- [À faire]
[a] Répondez à ces questions sur l'extrait consacré à la grève des femmes de la FN :
(i) Combien de semaines l'action des ouvrières a-t-elle duré ?
(ii) En quelle année a eu lieu la deuxième grève ?
(iii) Quel est le nom du comité dont l'extrait relève la création ?
[b] Repérez dans les enregistrements chaque ligne contenant la chaîne "wispy", en respectant la casse, et recopiez-la.
═══ Extrait
Leur action dure douze semaines et suscite un vaste mouvement de solidarité. Elle se termine par une demi-victoire : les ouvrières sont augmentées de 2 F 75 (elles en demandaient 5) et une commission est chargée de revoir les classifications défavorables aux femmes. Il faudra une deuxième grève en 1974 pour qu’elles obtiennent des améliorations notables dans les conditions de travail et de salaires.

On a beaucoup écrit sur la grève des femmes de la FN et notre propos n’est pas de revenir en détail sur cet événement historique qui a été analysé en profondeur par Marie-Thérèse Coenen17. Nous tenons cependant à relever l’impact de l’événement sur l’opinion publique et la création du comité À travail égal, salaire égal, qui représente une sorte de transition entre le féminisme « à l’ancienne » et le nouveau féminisme des années septante.

Par l’écho fait aux conditions de travail et aux salaires des travailleuses de la FN, cette grève joue, en effet, un élément déclencheur dans la nouvelle vague féministe.

Pour Éliane Vogel, « ce fut mon révélateur personnel, ce qui m’a amenée au féminisme. Comme sociologue et comme juriste, j’ai fait des enquêtes sur place. Je ne m’attendais pas à ce que soit ainsi18 ! »
══════
═══ Données d'entrée
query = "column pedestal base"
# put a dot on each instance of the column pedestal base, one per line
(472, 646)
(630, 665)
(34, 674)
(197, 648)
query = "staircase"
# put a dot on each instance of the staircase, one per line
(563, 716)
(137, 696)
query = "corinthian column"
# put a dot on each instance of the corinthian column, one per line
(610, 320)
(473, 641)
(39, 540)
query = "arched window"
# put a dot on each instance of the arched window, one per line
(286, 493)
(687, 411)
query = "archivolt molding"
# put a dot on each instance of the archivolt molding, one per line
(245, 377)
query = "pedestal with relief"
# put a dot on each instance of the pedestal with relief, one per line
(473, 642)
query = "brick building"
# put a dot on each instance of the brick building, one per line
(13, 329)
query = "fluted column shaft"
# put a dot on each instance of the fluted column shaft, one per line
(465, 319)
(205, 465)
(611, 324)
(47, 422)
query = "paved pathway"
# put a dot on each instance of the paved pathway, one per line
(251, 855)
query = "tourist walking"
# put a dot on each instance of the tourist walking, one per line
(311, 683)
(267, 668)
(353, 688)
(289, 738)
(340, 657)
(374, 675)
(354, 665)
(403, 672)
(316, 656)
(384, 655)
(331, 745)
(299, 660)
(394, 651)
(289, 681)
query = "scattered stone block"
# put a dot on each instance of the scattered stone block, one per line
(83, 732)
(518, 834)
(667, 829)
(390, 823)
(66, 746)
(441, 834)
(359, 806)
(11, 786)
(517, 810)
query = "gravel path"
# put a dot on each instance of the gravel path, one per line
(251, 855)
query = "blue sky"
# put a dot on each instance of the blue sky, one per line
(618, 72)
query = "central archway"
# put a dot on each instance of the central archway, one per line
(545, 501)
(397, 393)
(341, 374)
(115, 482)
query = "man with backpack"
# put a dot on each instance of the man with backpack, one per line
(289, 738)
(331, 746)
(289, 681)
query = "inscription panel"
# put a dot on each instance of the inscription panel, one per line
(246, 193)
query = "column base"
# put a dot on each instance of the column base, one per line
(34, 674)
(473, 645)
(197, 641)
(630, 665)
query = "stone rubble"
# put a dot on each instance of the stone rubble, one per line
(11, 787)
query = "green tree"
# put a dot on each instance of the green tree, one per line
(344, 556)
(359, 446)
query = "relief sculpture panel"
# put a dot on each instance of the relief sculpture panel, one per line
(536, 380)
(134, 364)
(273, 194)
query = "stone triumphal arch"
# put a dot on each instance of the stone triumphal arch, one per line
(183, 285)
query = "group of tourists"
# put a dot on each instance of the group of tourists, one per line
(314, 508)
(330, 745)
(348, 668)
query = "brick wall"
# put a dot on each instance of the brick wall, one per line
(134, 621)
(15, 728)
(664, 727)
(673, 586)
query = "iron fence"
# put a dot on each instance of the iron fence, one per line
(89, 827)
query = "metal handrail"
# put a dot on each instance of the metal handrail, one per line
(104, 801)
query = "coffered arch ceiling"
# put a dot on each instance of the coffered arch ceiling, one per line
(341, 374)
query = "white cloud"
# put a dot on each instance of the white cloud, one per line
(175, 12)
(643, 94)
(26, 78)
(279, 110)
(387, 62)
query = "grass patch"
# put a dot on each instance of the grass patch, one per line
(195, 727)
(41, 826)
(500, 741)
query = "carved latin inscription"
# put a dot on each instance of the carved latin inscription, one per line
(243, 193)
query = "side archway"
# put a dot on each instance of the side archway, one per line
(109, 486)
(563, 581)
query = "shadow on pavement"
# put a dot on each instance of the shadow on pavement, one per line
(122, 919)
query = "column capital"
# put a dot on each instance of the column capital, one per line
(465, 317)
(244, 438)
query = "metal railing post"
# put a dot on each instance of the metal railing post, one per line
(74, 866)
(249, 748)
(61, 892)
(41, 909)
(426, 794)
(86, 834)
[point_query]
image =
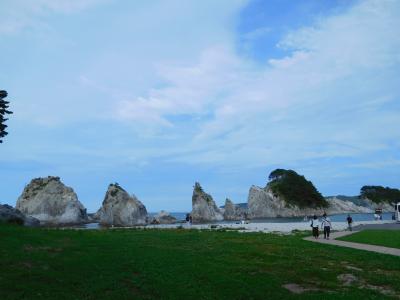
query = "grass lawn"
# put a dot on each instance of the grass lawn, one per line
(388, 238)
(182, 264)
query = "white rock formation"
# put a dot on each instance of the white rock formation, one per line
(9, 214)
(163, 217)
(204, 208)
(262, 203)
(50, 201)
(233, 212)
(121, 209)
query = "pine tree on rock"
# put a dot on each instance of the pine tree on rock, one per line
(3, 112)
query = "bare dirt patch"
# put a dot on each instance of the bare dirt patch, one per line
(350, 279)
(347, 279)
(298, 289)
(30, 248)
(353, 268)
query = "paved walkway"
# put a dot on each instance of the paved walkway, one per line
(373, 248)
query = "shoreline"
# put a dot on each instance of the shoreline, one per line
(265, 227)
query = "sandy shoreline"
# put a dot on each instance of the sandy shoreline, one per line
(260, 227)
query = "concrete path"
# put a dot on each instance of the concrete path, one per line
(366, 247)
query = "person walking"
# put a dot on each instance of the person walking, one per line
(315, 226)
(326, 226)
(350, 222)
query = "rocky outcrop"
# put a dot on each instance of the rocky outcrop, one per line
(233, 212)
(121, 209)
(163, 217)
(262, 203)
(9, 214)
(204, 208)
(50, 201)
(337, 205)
══════
═══ Données d'entrée
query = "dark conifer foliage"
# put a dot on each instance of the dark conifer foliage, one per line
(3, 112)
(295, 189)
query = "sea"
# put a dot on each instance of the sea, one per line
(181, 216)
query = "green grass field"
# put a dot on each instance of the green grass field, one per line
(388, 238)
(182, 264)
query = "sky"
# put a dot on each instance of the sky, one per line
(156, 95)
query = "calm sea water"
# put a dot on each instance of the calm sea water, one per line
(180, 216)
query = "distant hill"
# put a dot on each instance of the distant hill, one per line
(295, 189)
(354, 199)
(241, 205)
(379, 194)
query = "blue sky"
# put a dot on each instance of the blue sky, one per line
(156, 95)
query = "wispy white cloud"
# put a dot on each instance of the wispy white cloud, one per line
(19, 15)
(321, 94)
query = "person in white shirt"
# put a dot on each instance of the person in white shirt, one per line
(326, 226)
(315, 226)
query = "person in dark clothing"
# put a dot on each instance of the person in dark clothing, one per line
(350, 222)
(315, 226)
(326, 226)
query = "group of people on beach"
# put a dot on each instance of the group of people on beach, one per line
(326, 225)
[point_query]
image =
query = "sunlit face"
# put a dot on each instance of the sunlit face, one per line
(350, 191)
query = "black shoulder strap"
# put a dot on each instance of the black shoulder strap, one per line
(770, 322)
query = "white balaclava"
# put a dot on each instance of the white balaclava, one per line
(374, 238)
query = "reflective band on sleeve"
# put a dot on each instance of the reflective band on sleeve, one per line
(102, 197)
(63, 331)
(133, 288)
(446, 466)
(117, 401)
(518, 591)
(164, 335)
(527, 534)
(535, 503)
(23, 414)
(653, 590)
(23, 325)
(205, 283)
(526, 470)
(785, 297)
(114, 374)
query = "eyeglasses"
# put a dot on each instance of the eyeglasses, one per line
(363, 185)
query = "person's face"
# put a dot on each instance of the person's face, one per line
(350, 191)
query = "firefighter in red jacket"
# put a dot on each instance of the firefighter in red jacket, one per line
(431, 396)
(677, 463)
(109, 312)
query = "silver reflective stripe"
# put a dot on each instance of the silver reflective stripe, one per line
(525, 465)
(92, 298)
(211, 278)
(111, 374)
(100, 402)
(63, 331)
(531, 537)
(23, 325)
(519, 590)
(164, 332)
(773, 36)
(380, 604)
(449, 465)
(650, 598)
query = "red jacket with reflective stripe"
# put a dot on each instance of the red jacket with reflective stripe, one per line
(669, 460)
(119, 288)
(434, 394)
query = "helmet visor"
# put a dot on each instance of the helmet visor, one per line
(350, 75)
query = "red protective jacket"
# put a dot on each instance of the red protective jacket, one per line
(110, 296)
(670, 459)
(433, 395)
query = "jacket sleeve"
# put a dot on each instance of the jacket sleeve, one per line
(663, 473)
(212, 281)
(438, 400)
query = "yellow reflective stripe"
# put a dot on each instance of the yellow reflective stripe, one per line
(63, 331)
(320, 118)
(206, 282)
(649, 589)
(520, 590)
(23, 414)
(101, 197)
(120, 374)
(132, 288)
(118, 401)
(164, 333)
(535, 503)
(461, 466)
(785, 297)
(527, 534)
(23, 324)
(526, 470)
══════
- [Corrigé des exercices]
[a]
(i) Douze semaines.
(ii) En 1974.
(iii) À travail égal, salaire égal.

[b]
query = "wispy white cloud"
# put a dot on each instance of the wispy white cloud, one per line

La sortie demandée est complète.